• TEXT BLOCK:
=== Begin Enclosure ===
In one such camp on the side of the road, Dominique Pierre-Louis is trying to start a motorcycle covered in mud
Rickety structures made of sheet metal and scrap wood are clustered along the road to the Haitian city of Jeremie, which still hasn't seen any aid nearly three weeks after Hurricane Matthew.
In a scene that is eerily similar to the devastation in Port-au-Prince after the 2010 earthquake, when hundreds of thousands of survivors had to cram into every available space, families are living in makeshift camps.
In one such camp on the side of the road, Dominique Pierre-Louis is trying to start a motorcycle covered in mud.
"I fixed it so I can try to earn a little money by driving a motorcycle taxi," said the 42-year-old, who normally works as a bricklayer.
"I just want a job, I don't need any charity. I'm a professional, I can help myself."
Before the hurricane swept over Haiti, leaving hundreds dead, Pierre-Louis and his family lived outside Jeremie. But after days of not receiving any aid, he moved his wife and eight children to this muddy roadside camp.
In the past two weeks, convoys carrying humanitarian relief have driven by, but none has stopped.
The family is now living in a small space made of sheet metal and tarps. Pierre-Louis's wife Dieula, who has asthma and has been ill, rests on wooden planks covered by a sheet while their children scramble naked in the mud.
"I was in the hospital for eight days, I was better but the fever came back yesterday," she said, her face covered in sweat. "I should go back but I can't afford it."
Aside from a cholera treatment center set up on the grounds of Jeremie's partially damaged public hospital, there is no free medical care in this city, which bore the brunt of Matthew's might.
At night, Pierre-Louis sleeps sitting up in a plastic chair, the only possession they were able to save from their home. Two of the younger children sleep on his lap.
His sick wife shares their makeshift bed with their six other children.
But Dieula doesn't complain too much about her situation.
"The solidarity that usually binds Haitians has been ruptured -- there are too many homes destroyed, too many losses. The state can't do anything, it's too much," she said.
A few meters away, Filton Janvier is more angry, and refuses to accept that the international community has abandoned him.
"We're just on the side of the road. Authorities go by, the mayor just passed by, and even the president was here. But no one came to ask us how we were doing," the 39-year-old said, seething with rage.
"I pay my taxes, I contribute like everyone else... I don't understand what is happening. It makes me angry because it makes me question our humanity," he added, as he watched another group of vehicles from a non-governmental aid organization drive by.
After the main roads were again open to traffic, aid started trickling into Jeremie, but the lack of coordination between the foreign agencies has stalled its distribution to those in need.
On the city's main street, residents spot a bit of a crowd: food and construction materials are being handed out by city hall, people say -- and it's going south.
=== End Enclosure ===
• EXTRACTED RECORDS:
=== Begin Enclosure ===
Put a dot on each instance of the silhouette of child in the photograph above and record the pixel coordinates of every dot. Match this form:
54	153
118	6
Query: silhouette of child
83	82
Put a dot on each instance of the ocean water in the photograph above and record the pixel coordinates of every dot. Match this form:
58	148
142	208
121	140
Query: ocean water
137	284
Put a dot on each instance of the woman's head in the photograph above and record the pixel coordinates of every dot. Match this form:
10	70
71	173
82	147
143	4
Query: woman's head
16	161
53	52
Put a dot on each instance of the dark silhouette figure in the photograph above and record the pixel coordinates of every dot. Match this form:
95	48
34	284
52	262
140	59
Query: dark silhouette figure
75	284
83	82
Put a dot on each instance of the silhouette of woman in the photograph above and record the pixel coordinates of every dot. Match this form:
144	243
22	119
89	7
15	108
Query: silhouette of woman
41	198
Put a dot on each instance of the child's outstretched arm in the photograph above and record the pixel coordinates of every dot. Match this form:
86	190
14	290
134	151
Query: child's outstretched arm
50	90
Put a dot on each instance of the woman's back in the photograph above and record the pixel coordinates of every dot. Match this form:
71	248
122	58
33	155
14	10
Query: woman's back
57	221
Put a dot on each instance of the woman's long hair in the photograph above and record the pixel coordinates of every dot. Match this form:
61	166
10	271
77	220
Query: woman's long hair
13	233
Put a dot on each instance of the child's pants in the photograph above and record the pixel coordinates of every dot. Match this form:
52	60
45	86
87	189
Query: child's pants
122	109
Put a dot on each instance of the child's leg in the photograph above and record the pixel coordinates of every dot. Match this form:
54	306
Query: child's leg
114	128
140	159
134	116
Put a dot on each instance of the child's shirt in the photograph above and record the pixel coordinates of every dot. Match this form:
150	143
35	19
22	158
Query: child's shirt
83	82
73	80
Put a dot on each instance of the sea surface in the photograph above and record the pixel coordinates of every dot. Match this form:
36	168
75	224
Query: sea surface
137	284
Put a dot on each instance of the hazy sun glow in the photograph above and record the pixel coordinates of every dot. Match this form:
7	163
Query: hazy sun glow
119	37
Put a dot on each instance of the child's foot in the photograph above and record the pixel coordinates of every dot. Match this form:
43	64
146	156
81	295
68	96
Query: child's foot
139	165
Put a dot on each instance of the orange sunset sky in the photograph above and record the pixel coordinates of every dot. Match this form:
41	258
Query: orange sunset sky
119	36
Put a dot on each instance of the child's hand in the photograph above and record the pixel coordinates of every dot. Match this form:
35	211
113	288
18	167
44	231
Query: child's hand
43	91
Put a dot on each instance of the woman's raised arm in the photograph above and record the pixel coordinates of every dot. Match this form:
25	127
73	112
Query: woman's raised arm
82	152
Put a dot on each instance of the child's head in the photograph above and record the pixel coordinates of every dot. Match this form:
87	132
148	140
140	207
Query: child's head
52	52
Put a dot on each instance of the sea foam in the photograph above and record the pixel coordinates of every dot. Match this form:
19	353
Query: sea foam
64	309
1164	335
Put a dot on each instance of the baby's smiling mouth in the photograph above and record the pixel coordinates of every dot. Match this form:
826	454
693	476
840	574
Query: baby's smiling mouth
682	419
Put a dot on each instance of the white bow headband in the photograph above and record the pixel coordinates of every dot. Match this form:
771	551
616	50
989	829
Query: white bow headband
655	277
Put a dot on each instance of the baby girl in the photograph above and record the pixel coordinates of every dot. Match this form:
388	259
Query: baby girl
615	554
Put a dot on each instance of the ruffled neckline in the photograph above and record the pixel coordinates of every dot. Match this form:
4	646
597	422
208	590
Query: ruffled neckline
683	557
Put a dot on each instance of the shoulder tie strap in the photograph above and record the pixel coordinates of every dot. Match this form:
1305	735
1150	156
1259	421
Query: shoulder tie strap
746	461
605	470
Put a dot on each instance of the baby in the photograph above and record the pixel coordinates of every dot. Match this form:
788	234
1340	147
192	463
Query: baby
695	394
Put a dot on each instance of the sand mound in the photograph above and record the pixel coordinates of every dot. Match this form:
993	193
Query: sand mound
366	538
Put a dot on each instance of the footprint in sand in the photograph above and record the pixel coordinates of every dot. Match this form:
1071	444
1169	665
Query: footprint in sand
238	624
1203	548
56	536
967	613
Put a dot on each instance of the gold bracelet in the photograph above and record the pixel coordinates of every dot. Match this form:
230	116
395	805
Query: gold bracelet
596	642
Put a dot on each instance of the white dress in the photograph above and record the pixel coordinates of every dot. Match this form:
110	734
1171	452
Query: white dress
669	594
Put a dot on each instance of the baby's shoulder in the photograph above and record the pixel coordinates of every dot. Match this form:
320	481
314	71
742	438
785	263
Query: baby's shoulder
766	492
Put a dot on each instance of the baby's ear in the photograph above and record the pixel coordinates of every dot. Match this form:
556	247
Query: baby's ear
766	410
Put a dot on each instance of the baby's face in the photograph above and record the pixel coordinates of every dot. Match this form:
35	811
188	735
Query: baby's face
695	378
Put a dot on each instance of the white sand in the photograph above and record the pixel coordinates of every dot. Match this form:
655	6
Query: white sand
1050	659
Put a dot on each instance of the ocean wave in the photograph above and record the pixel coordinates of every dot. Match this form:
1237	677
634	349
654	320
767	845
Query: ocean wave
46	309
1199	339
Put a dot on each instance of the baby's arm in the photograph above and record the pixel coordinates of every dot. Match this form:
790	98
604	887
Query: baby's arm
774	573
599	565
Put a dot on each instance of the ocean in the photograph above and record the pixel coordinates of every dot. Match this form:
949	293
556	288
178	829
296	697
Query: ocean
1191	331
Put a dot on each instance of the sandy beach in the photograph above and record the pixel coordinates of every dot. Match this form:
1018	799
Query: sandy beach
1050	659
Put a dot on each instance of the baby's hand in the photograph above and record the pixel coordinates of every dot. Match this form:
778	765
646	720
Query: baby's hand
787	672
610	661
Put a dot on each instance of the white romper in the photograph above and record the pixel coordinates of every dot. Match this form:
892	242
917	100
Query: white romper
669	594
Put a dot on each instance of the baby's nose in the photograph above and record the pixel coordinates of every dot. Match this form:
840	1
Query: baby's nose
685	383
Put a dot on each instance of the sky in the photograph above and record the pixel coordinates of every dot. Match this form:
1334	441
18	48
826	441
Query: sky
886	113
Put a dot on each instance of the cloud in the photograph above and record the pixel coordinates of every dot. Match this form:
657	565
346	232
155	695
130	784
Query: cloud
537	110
=== End Enclosure ===
=== Begin Enclosure ===
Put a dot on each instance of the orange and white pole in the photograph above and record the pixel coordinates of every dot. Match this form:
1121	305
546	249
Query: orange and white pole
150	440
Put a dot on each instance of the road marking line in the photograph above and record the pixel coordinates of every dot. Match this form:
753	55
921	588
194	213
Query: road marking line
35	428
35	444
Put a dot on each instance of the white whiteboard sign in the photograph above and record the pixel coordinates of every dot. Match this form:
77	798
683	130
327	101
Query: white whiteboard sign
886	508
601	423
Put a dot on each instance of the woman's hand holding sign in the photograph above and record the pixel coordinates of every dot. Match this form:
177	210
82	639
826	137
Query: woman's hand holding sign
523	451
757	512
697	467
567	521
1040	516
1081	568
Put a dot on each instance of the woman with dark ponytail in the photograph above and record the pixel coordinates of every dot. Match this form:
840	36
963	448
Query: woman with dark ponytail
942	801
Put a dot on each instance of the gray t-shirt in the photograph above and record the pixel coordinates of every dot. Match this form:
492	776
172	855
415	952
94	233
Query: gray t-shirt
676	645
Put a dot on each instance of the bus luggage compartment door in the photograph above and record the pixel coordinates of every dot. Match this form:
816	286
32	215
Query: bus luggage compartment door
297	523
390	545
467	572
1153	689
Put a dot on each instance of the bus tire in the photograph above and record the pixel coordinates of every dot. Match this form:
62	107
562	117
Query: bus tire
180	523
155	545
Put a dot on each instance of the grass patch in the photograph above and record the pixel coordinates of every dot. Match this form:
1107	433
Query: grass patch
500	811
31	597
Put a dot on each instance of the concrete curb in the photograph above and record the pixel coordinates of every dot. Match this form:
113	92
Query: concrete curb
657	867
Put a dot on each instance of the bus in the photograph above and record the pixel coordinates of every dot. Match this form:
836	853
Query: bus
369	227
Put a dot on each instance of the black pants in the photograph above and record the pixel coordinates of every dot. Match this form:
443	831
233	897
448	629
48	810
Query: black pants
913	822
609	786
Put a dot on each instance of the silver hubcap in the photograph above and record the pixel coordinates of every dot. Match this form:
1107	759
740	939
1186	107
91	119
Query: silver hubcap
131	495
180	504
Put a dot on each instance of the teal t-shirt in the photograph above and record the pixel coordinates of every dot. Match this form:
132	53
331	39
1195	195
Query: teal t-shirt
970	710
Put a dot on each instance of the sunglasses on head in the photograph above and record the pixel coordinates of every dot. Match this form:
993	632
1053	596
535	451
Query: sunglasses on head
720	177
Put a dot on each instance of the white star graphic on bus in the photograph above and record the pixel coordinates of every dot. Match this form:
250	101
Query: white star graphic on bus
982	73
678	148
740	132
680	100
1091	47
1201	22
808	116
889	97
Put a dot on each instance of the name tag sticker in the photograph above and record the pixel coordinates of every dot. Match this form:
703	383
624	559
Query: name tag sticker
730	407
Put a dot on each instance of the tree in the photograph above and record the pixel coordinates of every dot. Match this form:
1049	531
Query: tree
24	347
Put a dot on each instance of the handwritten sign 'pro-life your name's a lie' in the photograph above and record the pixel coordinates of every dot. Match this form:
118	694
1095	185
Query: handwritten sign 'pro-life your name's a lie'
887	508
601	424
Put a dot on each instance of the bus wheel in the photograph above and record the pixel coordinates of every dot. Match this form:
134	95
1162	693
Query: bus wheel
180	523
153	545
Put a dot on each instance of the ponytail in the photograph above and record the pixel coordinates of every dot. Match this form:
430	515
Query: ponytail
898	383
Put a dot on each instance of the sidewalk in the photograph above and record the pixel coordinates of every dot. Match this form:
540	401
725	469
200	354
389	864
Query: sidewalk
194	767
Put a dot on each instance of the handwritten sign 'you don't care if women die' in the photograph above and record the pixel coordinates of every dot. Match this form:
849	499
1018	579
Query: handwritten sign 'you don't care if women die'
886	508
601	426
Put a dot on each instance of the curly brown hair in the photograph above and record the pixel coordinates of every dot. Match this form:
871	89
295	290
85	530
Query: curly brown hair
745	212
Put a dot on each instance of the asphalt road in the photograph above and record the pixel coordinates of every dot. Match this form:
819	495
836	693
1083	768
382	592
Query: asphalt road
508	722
=== End Enclosure ===
• TASKS AND EXERCISES:
a: From the Hurricane Matthew article above, list every person named in it.
b: In the Hurricane Matthew article, what is Dominique Pierre-Louis's normal occupation?

• RESULTS OF THE EXERCISE:
a: Dominique Pierre-Louis, Dieula, Filton Janvier

b: He normally works as a bricklayer.